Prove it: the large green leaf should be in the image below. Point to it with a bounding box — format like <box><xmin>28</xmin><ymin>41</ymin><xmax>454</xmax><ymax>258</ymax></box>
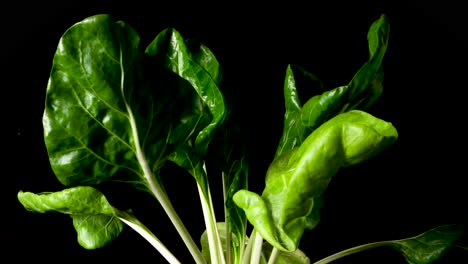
<box><xmin>275</xmin><ymin>14</ymin><xmax>390</xmax><ymax>158</ymax></box>
<box><xmin>18</xmin><ymin>186</ymin><xmax>123</xmax><ymax>249</ymax></box>
<box><xmin>144</xmin><ymin>27</ymin><xmax>226</xmax><ymax>264</ymax></box>
<box><xmin>44</xmin><ymin>14</ymin><xmax>142</xmax><ymax>187</ymax></box>
<box><xmin>143</xmin><ymin>28</ymin><xmax>226</xmax><ymax>196</ymax></box>
<box><xmin>145</xmin><ymin>27</ymin><xmax>226</xmax><ymax>158</ymax></box>
<box><xmin>43</xmin><ymin>14</ymin><xmax>214</xmax><ymax>194</ymax></box>
<box><xmin>234</xmin><ymin>110</ymin><xmax>398</xmax><ymax>251</ymax></box>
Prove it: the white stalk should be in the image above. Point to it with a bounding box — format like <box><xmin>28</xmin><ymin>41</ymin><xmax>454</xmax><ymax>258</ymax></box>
<box><xmin>222</xmin><ymin>171</ymin><xmax>233</xmax><ymax>264</ymax></box>
<box><xmin>119</xmin><ymin>217</ymin><xmax>181</xmax><ymax>264</ymax></box>
<box><xmin>250</xmin><ymin>230</ymin><xmax>264</xmax><ymax>264</ymax></box>
<box><xmin>313</xmin><ymin>241</ymin><xmax>389</xmax><ymax>264</ymax></box>
<box><xmin>197</xmin><ymin>180</ymin><xmax>226</xmax><ymax>264</ymax></box>
<box><xmin>120</xmin><ymin>49</ymin><xmax>206</xmax><ymax>264</ymax></box>
<box><xmin>267</xmin><ymin>247</ymin><xmax>280</xmax><ymax>264</ymax></box>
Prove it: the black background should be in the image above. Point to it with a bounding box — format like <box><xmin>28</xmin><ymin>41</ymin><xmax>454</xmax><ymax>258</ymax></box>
<box><xmin>4</xmin><ymin>0</ymin><xmax>468</xmax><ymax>263</ymax></box>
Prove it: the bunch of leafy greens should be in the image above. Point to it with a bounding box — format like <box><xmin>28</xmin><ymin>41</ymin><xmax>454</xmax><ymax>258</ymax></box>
<box><xmin>17</xmin><ymin>14</ymin><xmax>465</xmax><ymax>264</ymax></box>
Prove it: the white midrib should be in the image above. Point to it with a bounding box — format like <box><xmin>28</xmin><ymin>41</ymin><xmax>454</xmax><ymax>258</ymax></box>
<box><xmin>119</xmin><ymin>48</ymin><xmax>206</xmax><ymax>264</ymax></box>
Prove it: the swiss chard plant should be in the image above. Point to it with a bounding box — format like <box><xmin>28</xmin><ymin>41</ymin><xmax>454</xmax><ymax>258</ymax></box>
<box><xmin>17</xmin><ymin>14</ymin><xmax>466</xmax><ymax>264</ymax></box>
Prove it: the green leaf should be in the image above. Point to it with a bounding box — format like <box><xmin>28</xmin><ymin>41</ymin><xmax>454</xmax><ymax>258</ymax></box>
<box><xmin>17</xmin><ymin>186</ymin><xmax>123</xmax><ymax>249</ymax></box>
<box><xmin>300</xmin><ymin>14</ymin><xmax>389</xmax><ymax>128</ymax></box>
<box><xmin>145</xmin><ymin>27</ymin><xmax>227</xmax><ymax>264</ymax></box>
<box><xmin>313</xmin><ymin>224</ymin><xmax>465</xmax><ymax>264</ymax></box>
<box><xmin>43</xmin><ymin>14</ymin><xmax>215</xmax><ymax>194</ymax></box>
<box><xmin>44</xmin><ymin>14</ymin><xmax>141</xmax><ymax>187</ymax></box>
<box><xmin>234</xmin><ymin>110</ymin><xmax>398</xmax><ymax>251</ymax></box>
<box><xmin>391</xmin><ymin>224</ymin><xmax>465</xmax><ymax>264</ymax></box>
<box><xmin>43</xmin><ymin>15</ymin><xmax>211</xmax><ymax>263</ymax></box>
<box><xmin>144</xmin><ymin>28</ymin><xmax>226</xmax><ymax>199</ymax></box>
<box><xmin>275</xmin><ymin>14</ymin><xmax>390</xmax><ymax>158</ymax></box>
<box><xmin>211</xmin><ymin>121</ymin><xmax>249</xmax><ymax>263</ymax></box>
<box><xmin>145</xmin><ymin>28</ymin><xmax>226</xmax><ymax>160</ymax></box>
<box><xmin>223</xmin><ymin>156</ymin><xmax>248</xmax><ymax>262</ymax></box>
<box><xmin>274</xmin><ymin>64</ymin><xmax>310</xmax><ymax>158</ymax></box>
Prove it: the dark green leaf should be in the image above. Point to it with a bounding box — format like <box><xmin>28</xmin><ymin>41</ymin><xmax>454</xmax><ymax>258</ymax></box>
<box><xmin>145</xmin><ymin>28</ymin><xmax>226</xmax><ymax>159</ymax></box>
<box><xmin>391</xmin><ymin>224</ymin><xmax>465</xmax><ymax>264</ymax></box>
<box><xmin>43</xmin><ymin>14</ymin><xmax>217</xmax><ymax>195</ymax></box>
<box><xmin>313</xmin><ymin>224</ymin><xmax>465</xmax><ymax>264</ymax></box>
<box><xmin>300</xmin><ymin>14</ymin><xmax>389</xmax><ymax>128</ymax></box>
<box><xmin>144</xmin><ymin>28</ymin><xmax>226</xmax><ymax>197</ymax></box>
<box><xmin>275</xmin><ymin>14</ymin><xmax>390</xmax><ymax>158</ymax></box>
<box><xmin>44</xmin><ymin>14</ymin><xmax>143</xmax><ymax>187</ymax></box>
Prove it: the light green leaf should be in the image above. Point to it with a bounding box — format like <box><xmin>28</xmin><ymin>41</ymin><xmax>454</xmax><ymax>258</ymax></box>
<box><xmin>18</xmin><ymin>186</ymin><xmax>123</xmax><ymax>249</ymax></box>
<box><xmin>234</xmin><ymin>110</ymin><xmax>398</xmax><ymax>251</ymax></box>
<box><xmin>275</xmin><ymin>14</ymin><xmax>390</xmax><ymax>158</ymax></box>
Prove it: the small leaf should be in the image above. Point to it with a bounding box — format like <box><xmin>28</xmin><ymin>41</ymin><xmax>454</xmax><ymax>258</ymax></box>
<box><xmin>18</xmin><ymin>186</ymin><xmax>123</xmax><ymax>249</ymax></box>
<box><xmin>313</xmin><ymin>224</ymin><xmax>465</xmax><ymax>264</ymax></box>
<box><xmin>391</xmin><ymin>224</ymin><xmax>465</xmax><ymax>264</ymax></box>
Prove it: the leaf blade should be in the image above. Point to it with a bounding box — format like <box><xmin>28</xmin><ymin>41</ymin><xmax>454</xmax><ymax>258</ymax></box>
<box><xmin>18</xmin><ymin>186</ymin><xmax>124</xmax><ymax>249</ymax></box>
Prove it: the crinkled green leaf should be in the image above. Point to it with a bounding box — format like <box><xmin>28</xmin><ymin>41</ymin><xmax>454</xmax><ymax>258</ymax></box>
<box><xmin>234</xmin><ymin>110</ymin><xmax>398</xmax><ymax>251</ymax></box>
<box><xmin>275</xmin><ymin>14</ymin><xmax>389</xmax><ymax>158</ymax></box>
<box><xmin>18</xmin><ymin>186</ymin><xmax>123</xmax><ymax>249</ymax></box>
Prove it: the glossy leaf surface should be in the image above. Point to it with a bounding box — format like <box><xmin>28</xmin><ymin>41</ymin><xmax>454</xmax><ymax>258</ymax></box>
<box><xmin>43</xmin><ymin>14</ymin><xmax>220</xmax><ymax>194</ymax></box>
<box><xmin>43</xmin><ymin>14</ymin><xmax>144</xmax><ymax>187</ymax></box>
<box><xmin>234</xmin><ymin>110</ymin><xmax>398</xmax><ymax>251</ymax></box>
<box><xmin>275</xmin><ymin>14</ymin><xmax>389</xmax><ymax>158</ymax></box>
<box><xmin>145</xmin><ymin>28</ymin><xmax>226</xmax><ymax>190</ymax></box>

···

• **REQUIREMENT**
Starting at the line that contains "Prove it: the crinkled", retype each remaining line of the records exactly; that line and the last line are both included.

• **ANSWER**
Prove it: the crinkled green leaf should be in the image above. Point to it with a bounding box — format like <box><xmin>28</xmin><ymin>41</ymin><xmax>454</xmax><ymax>258</ymax></box>
<box><xmin>234</xmin><ymin>110</ymin><xmax>398</xmax><ymax>251</ymax></box>
<box><xmin>275</xmin><ymin>14</ymin><xmax>389</xmax><ymax>158</ymax></box>
<box><xmin>18</xmin><ymin>186</ymin><xmax>123</xmax><ymax>249</ymax></box>
Prove it: the glossy leaf surface should be in the image above. Point to it with a bounding box — format like <box><xmin>28</xmin><ymin>41</ymin><xmax>454</xmax><ymax>258</ymax></box>
<box><xmin>43</xmin><ymin>14</ymin><xmax>220</xmax><ymax>194</ymax></box>
<box><xmin>43</xmin><ymin>14</ymin><xmax>144</xmax><ymax>187</ymax></box>
<box><xmin>234</xmin><ymin>110</ymin><xmax>398</xmax><ymax>251</ymax></box>
<box><xmin>275</xmin><ymin>14</ymin><xmax>389</xmax><ymax>158</ymax></box>
<box><xmin>145</xmin><ymin>28</ymin><xmax>226</xmax><ymax>190</ymax></box>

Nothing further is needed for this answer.